GOAL OF THE EXERCISE:
Present the entries below as a Markdown table with the columns Row and Line, numbering each row and skipping blank lines. Begin at the line that contains "of the wind" and keep going through the last line of the entries, including both ends.

SOURCE RECORDS:

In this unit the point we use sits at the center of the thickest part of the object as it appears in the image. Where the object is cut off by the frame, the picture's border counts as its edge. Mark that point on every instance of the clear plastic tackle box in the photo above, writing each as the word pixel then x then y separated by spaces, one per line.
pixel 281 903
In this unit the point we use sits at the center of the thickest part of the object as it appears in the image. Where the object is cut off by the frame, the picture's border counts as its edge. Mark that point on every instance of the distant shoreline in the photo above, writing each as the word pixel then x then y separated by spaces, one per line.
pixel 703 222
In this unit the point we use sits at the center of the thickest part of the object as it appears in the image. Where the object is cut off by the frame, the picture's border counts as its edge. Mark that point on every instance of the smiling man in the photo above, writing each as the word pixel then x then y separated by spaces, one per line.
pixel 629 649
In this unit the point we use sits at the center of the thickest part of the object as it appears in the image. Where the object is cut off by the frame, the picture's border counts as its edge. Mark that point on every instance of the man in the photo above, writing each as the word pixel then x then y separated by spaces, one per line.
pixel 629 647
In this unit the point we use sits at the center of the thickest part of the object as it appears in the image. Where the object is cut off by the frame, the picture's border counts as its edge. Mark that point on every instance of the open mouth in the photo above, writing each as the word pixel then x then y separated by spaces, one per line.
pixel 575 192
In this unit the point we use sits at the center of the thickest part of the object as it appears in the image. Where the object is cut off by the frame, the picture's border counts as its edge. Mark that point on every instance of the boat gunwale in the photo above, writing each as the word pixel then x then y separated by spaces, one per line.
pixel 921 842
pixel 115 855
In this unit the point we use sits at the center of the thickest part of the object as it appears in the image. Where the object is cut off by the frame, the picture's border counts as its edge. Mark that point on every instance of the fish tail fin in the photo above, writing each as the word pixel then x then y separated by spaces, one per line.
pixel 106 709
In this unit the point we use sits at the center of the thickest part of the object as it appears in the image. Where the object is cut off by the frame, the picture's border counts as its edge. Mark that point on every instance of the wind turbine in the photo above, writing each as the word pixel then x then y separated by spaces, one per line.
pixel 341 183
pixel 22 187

OUTPUT OF THE TASK:
| Row | Line |
|---|---|
| 1 | In this unit the point we use sits at the center of the thickest part of the object as it appears in the image. Where the object is cut off by the frame, the picture's border counts as its edge. Mark that point on every instance of the wind turbine in the photo above, writing each as the word pixel then x then y separated by spaces, one per line. |
| 2 | pixel 341 183 |
| 3 | pixel 22 187 |